Der 1911 geborenen Argentinier Juan Manuel Fangio (Mitte) prägte die Anfangsjahre der Formel 1 und wurde fünfmal Weltmeister. Foto: AP

Der ehemalige Maichinger Mercedes-Pilot Hans Hermann spricht im Interview über seinen früheren Teamkollegen und Rennfahrerlegende Juan Manuel Fangio und welchen Einfluss der fünfmalige Weltmeister auf sein Leben hatte.

Stuttgart - Hans Herrmann, Jahrgang 1928, kennt Juan Manuel Fangio aus seinen Rennfahrertagen in den 1950er Jahren bei Mercedes. Der fünfmalige Weltmeister beeinflusste das Leben des Maichingers während der Karriere und auch noch danach.

# Die Aufgabe
Gib den Abschnitt des Textausschnitts von „Der 1911 geborenen“ bis „auch noch danach.“ erneut wieder und tausche dabei „Weltmeister“ gegen „Champion“ aus.

# Bereitgestelltes Material
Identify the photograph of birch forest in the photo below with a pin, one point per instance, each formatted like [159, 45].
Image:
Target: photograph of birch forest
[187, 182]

# Lösung
Der 1911 geborenen Argentinier Juan Manuel Fangio (Mitte) prägte die Anfangsjahre der Formel 1 und wurde fünfmal Champion. Foto: AP

Der ehemalige Maichinger Mercedes-Pilot Hans Hermann spricht im Interview über seinen früheren Teamkollegen und Rennfahrerlegende Juan Manuel Fangio und welchen Einfluss der fünfmalige Champion auf sein Leben hatte.

Stuttgart - Hans Herrmann, Jahrgang 1928, kennt Juan Manuel Fangio aus seinen Rennfahrertagen in den 1950er Jahren bei Mercedes. Der fünfmalige Champion beeinflusste das Leben des Maichingers während der Karriere und auch noch danach.